• _What the task requires_:
Repeat the lines below exactly as written, please, from the line with "positive clicks: (245, 416)" to the line with "positive clicks: (247, 422) (248, 397)", both lines included, and no others.

(Source data)

·····

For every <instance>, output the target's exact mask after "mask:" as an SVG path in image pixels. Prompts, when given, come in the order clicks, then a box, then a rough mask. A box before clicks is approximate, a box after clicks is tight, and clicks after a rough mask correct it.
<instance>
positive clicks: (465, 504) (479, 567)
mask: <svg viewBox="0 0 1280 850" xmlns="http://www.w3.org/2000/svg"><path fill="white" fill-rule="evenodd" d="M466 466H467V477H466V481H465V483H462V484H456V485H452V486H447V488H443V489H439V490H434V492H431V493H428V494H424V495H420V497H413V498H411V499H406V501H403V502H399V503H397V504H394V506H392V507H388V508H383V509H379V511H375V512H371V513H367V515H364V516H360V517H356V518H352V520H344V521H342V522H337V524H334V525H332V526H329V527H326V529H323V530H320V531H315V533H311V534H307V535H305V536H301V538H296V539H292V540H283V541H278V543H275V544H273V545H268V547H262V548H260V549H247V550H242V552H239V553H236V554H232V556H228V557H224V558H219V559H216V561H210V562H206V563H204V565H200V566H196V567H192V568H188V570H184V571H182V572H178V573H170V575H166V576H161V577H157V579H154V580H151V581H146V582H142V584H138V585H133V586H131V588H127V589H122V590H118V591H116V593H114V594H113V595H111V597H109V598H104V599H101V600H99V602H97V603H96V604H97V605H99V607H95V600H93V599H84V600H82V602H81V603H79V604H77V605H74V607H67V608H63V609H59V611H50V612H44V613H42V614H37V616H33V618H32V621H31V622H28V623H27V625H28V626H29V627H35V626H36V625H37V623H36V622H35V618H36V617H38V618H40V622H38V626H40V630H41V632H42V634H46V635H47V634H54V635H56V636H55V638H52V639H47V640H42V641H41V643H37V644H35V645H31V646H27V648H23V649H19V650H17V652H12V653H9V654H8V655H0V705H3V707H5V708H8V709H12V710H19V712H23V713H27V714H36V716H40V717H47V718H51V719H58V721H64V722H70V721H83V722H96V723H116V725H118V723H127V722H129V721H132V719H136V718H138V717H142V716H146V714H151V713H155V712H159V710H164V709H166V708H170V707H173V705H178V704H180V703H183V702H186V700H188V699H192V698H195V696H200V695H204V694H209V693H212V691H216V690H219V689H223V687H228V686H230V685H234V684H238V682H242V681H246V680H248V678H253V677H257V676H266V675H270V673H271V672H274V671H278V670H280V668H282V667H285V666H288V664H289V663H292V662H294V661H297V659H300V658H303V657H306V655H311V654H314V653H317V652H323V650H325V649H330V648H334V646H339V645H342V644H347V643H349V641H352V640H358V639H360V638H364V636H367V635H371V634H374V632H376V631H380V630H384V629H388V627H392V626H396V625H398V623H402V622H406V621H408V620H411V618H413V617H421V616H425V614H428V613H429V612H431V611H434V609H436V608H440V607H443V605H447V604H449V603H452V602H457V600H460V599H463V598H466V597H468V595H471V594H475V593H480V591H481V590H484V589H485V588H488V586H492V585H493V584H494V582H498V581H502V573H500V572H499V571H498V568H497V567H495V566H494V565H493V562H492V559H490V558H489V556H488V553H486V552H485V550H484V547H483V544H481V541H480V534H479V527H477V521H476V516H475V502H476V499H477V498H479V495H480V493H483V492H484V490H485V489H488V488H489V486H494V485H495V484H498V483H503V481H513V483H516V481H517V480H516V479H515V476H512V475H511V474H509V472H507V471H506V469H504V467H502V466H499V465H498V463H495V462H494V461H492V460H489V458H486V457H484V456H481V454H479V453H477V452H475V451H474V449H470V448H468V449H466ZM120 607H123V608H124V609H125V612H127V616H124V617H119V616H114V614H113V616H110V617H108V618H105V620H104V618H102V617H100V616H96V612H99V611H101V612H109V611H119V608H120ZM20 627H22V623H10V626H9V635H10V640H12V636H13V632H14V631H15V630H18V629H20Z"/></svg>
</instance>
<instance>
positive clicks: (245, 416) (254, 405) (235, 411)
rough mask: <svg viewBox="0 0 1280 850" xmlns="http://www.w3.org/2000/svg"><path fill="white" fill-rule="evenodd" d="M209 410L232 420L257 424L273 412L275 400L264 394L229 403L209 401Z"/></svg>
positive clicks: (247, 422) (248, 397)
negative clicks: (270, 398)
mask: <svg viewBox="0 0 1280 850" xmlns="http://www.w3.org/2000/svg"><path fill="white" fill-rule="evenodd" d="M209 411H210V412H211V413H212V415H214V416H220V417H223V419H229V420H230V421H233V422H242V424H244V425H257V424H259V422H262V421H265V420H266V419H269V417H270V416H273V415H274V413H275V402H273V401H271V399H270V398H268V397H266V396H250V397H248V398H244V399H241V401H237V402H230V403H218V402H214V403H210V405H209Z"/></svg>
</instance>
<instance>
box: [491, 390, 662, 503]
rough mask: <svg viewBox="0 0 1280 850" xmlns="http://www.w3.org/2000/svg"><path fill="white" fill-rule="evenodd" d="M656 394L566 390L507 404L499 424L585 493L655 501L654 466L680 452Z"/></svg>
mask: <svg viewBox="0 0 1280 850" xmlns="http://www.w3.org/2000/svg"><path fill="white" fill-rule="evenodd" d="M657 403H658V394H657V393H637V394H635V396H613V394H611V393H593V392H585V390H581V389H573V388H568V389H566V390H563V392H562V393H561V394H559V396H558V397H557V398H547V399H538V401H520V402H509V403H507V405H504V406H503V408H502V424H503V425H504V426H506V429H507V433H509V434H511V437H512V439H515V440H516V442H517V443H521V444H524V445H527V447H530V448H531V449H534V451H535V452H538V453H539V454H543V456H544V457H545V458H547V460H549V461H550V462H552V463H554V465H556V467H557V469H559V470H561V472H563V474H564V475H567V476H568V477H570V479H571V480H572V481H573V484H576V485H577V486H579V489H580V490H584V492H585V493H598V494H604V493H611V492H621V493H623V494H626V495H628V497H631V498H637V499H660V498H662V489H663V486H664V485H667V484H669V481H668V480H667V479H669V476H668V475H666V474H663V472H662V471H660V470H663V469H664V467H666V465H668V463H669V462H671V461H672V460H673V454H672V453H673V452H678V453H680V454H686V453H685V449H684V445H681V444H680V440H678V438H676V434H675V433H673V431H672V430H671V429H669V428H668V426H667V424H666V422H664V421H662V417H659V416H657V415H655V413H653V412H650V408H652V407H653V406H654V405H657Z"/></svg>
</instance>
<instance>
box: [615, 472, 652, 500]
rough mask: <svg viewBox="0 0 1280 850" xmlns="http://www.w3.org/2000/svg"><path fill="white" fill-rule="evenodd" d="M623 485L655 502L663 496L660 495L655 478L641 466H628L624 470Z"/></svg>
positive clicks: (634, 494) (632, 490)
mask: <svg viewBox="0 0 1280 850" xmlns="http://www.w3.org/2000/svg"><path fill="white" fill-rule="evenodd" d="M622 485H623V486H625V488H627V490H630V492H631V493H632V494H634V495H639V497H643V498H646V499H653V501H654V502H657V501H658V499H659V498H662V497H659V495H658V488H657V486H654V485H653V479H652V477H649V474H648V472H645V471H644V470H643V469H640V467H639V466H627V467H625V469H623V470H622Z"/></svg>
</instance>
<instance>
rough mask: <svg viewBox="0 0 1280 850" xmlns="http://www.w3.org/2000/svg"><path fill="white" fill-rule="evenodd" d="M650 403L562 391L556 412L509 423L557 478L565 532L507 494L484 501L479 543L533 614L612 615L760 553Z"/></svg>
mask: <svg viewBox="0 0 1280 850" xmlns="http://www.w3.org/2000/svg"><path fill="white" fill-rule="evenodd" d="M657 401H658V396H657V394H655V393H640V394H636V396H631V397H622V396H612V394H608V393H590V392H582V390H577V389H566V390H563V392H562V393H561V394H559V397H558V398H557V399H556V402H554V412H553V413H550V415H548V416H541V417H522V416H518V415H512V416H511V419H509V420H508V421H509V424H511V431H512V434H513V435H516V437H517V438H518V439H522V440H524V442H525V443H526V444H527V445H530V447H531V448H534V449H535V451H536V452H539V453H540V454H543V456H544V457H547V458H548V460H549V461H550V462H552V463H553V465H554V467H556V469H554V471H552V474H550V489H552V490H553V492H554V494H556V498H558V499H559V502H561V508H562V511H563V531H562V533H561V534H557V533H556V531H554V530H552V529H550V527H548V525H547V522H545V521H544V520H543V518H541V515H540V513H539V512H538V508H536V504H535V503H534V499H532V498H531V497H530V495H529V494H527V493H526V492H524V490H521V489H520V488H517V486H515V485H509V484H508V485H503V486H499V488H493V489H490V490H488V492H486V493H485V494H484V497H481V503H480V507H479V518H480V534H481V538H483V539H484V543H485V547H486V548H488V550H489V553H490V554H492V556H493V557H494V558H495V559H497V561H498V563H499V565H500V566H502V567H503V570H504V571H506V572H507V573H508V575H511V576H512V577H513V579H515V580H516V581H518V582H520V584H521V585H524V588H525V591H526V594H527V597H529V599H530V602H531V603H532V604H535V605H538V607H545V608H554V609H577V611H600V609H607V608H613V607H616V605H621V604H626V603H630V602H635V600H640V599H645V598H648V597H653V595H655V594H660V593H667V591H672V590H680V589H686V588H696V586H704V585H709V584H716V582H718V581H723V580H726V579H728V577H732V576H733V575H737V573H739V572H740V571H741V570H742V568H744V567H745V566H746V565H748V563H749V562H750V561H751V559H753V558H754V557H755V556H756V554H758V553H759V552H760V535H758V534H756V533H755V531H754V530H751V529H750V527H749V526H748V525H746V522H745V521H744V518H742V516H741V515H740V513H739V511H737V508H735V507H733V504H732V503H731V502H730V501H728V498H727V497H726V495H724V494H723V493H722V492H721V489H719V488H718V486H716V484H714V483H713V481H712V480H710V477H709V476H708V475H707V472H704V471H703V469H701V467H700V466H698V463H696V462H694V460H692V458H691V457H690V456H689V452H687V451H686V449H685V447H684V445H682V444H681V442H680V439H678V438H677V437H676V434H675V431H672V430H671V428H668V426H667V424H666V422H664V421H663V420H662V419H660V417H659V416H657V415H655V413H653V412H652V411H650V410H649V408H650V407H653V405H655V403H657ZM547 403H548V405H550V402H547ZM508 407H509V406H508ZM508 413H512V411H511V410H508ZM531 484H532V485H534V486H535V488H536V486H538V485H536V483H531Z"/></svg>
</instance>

·····

• _Result of this exercise_:
positive clicks: (245, 416) (254, 405) (235, 411)
rough mask: <svg viewBox="0 0 1280 850" xmlns="http://www.w3.org/2000/svg"><path fill="white" fill-rule="evenodd" d="M209 410L232 420L257 424L273 412L275 400L264 394L229 403L209 401Z"/></svg>
positive clicks: (247, 422) (248, 397)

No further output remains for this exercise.